Из-за чего, согласно фрагменту текста ниже, загорелся дом летом 1944 года?

Фрагмент текста

*-*-*

Запомнился случай на улице, когда я шел с Игорем, держа его за руку, и на мне был пионерский красный галстук. Навстречу шла пигалица-девчонка, тоже с галстуком. Поравнявшись с нами, она задиристо потребовала: «Пионер, ответь за галстук!». Я стушевался и ничего не смог сказать ей в ответ. Оказывается, нужно было ответить (один из вариантов): «Не тронь рабочую кровь, оставь ее в покое!».

Как-то зимой, в сильный мороз, я шел по улице, не опустив шапку на уши. Вдруг встречная женщина говорит мне, что уши у меня совсем белые. Я потрогал их, а они твердые. Когда пришел домой и стал их растирать, уши посинели и распухли так, что колыхались при ходьбе. Спустя некоторое время уши пришли в норму, но с тех пор даже при слабом морозе они мерзнут и требуют растирания до появления ощущения теплоты.

Летом 1944 года все жители нашего дома испытали сильное потрясение во время пожара дома, однотипного с нашим, который находился по другую сторону нашего небольшого двора. Дом загорелся от неаккуратного обращения с примусом, заправленным бензином, деревянный второй этаж сгорел дотла, а жар был такой, что нельзя было высунуться из двери нашей квартиры во двор. Когда следующим летом дом восстанавливали, а я крутился около тесавших бревна плотников, собирая щепки для топки печки, по радио было объявлено об атомной бомбардировке американцами Хиросимы. Эта новость, по-видимому, так поразила меня, что память детально запечатлела ту обстановку, в которой я ее услышал.

Хорошо помню День Победы. Накануне вечером, 8 мая 1945 года, все напряженно ждали сообщения по радио о капитуляции Германии, ведь Берлин был взят еще 2 мая. Завершение войны, сбрасывая колоссальное напряжение четырех военных лет, в то же время как бы проводило черту, отделяя выживших от погибших. Мама плакала. Днем мы все втроем ходили в столовую при школе № 7, а вечером пошли к Красной площади смотреть салют. Кстати, салют был еще и днем 9 мая в честь освобождения Праги. Однако, увидев столпотворение на Красной площади, мы туда решили не протискиваться.

*-*-*

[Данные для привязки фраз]
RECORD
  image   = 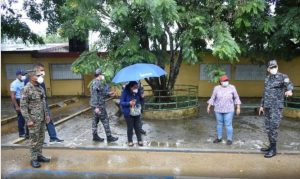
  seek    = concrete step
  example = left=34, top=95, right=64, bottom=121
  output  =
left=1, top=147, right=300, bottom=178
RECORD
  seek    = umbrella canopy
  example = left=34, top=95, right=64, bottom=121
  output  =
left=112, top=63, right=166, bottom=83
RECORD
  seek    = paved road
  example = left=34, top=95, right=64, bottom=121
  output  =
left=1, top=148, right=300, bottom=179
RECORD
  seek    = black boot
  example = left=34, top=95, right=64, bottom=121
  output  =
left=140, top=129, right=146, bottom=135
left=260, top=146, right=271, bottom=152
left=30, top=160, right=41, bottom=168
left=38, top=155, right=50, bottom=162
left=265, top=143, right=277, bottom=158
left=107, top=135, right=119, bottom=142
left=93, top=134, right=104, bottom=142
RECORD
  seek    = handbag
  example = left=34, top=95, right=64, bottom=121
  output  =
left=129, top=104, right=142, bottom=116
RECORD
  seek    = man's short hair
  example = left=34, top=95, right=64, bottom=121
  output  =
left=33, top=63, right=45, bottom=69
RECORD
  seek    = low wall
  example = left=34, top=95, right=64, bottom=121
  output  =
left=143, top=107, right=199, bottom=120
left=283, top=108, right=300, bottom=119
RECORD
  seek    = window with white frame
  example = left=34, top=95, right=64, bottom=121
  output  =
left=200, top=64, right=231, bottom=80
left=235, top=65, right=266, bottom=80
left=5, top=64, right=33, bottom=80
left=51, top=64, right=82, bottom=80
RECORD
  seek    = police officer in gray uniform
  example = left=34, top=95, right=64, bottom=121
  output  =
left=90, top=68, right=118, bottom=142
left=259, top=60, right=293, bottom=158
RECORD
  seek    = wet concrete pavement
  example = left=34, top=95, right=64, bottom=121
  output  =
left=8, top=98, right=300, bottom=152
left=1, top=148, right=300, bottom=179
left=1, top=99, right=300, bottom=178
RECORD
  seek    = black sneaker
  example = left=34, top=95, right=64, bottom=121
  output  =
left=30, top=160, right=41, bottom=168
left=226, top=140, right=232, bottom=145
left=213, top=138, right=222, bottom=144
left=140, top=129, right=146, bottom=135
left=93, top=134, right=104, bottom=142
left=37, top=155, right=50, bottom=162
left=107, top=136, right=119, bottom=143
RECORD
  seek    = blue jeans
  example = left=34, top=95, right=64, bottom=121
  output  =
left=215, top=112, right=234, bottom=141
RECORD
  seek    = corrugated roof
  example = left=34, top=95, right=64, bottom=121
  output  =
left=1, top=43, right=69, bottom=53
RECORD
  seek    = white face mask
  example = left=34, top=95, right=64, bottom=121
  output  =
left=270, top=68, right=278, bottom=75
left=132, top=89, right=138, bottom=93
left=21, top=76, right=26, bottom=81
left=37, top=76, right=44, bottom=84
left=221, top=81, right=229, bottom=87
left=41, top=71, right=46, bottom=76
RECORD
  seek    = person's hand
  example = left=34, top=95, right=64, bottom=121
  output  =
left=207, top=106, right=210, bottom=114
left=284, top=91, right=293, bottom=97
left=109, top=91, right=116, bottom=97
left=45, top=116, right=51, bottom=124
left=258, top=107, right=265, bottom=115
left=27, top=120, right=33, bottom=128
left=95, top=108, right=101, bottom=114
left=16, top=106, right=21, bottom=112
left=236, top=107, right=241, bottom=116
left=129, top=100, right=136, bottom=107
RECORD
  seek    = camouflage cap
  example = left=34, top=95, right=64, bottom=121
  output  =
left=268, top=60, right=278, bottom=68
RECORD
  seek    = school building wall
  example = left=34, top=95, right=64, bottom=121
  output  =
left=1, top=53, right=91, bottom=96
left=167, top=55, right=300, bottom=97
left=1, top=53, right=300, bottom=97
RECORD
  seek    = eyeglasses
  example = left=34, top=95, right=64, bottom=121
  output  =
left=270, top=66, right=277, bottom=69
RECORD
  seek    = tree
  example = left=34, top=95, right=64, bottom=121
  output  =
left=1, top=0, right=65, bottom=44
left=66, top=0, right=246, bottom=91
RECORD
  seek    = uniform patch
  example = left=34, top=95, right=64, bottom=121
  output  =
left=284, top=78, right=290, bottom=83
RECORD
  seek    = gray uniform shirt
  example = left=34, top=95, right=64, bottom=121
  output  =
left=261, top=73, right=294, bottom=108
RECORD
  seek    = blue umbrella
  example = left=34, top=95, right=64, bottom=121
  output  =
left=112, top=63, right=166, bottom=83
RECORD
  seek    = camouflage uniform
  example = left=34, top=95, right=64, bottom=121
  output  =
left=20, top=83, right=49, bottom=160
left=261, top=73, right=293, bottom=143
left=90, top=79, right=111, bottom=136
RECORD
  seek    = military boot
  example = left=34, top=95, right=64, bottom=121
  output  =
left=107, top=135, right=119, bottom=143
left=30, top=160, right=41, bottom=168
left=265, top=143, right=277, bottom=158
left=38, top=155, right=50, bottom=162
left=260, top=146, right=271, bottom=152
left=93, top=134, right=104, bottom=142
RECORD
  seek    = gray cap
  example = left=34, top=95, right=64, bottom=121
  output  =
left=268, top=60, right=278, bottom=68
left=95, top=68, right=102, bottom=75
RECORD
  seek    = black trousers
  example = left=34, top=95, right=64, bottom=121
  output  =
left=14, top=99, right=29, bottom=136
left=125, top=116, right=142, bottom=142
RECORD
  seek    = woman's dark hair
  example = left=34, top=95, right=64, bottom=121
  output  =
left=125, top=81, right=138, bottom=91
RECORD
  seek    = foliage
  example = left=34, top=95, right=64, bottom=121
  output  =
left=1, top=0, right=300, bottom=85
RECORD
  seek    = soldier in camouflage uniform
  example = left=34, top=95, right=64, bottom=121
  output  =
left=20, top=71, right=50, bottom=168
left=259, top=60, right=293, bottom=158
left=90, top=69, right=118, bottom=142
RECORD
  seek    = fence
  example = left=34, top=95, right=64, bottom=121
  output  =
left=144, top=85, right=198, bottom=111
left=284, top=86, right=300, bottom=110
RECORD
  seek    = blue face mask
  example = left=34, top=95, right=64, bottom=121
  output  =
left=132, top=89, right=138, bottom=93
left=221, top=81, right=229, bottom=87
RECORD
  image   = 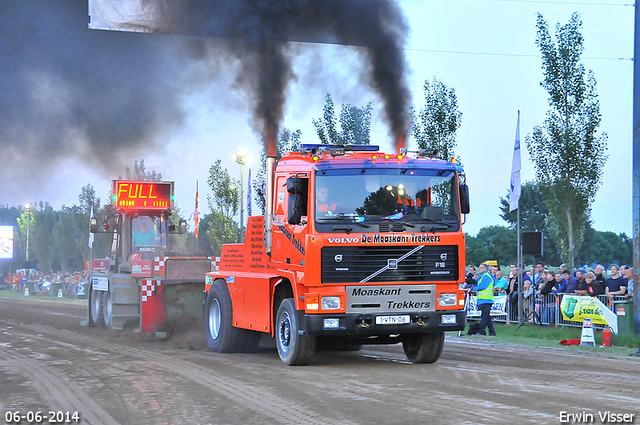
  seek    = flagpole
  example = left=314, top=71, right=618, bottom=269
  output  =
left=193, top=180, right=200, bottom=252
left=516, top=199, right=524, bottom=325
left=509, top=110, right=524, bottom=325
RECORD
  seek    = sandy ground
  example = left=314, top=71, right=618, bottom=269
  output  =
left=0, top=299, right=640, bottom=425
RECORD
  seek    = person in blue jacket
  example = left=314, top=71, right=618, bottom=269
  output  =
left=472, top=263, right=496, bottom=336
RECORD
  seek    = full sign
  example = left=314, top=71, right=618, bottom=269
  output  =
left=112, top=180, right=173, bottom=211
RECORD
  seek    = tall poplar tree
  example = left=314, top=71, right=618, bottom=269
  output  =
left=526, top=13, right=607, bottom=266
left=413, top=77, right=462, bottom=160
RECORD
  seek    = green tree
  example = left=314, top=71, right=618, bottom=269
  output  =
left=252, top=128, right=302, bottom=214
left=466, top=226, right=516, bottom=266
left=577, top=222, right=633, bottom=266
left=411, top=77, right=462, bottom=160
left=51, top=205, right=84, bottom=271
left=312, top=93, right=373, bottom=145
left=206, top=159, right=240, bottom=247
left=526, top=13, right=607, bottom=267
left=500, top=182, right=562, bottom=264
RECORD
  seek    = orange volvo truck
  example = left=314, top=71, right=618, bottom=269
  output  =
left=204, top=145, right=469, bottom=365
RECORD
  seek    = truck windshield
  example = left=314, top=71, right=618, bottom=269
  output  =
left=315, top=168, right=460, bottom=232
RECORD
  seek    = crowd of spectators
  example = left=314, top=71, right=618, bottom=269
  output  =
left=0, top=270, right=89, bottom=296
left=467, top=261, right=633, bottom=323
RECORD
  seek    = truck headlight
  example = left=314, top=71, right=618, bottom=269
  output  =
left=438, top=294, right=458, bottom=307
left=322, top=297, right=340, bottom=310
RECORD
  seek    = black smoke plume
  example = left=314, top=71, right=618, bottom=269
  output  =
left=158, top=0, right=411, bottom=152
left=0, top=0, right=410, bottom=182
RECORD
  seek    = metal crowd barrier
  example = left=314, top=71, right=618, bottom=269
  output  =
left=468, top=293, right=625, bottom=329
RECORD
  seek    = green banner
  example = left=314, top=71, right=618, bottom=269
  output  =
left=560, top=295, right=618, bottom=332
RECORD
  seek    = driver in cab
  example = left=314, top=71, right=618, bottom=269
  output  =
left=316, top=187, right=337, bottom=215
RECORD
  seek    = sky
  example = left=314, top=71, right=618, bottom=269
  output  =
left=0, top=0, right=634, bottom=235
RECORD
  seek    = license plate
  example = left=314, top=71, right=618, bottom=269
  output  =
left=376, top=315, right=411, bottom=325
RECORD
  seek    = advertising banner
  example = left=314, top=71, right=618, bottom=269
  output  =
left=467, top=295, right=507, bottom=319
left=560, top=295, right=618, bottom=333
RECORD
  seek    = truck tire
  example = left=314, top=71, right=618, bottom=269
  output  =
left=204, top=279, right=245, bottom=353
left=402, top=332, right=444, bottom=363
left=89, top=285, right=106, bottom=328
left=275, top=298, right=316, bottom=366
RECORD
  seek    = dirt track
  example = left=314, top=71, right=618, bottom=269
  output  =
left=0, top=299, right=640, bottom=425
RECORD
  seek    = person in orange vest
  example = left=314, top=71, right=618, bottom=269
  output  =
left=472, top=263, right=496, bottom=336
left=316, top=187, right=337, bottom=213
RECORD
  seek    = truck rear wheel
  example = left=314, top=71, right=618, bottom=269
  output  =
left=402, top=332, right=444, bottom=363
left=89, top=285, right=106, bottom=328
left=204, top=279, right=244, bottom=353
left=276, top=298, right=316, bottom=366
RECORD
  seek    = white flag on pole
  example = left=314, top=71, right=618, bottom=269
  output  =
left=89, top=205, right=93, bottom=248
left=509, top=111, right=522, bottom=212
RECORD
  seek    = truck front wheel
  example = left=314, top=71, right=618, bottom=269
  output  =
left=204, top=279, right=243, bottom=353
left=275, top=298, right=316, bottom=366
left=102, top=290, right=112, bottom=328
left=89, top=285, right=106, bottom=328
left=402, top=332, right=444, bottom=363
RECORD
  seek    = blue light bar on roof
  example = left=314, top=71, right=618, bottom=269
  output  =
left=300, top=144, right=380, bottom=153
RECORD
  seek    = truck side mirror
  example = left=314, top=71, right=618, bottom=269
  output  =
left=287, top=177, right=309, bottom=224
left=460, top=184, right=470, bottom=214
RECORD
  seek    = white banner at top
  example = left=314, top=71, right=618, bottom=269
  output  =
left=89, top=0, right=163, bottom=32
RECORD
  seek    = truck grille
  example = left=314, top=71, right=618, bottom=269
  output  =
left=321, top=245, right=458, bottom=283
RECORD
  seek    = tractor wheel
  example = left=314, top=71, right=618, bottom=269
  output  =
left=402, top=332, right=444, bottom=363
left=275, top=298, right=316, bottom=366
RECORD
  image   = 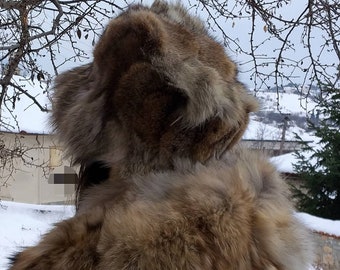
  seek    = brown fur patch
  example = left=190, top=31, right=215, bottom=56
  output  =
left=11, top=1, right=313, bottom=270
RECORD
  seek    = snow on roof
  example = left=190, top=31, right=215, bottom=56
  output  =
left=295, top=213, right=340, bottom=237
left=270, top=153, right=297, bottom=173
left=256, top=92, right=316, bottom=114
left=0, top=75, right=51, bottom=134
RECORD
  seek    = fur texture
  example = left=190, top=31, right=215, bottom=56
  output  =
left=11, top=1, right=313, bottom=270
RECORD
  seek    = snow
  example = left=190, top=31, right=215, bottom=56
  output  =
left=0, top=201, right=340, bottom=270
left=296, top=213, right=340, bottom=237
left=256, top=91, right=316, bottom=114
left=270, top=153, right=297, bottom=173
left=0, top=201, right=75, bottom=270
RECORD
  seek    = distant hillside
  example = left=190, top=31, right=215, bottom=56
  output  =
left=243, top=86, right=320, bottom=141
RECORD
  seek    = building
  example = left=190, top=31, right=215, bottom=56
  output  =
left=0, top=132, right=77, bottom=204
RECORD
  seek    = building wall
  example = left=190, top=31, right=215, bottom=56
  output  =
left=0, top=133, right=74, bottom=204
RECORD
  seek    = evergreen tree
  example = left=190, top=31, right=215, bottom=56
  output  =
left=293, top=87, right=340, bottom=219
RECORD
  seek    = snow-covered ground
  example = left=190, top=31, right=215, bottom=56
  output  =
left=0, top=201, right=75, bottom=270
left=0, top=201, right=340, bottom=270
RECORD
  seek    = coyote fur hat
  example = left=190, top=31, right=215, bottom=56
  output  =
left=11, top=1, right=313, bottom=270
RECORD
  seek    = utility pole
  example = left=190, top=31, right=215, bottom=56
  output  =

*-*-*

Ответ к заданию
Из-за неаккуратного обращения с примусом, заправленным бензином.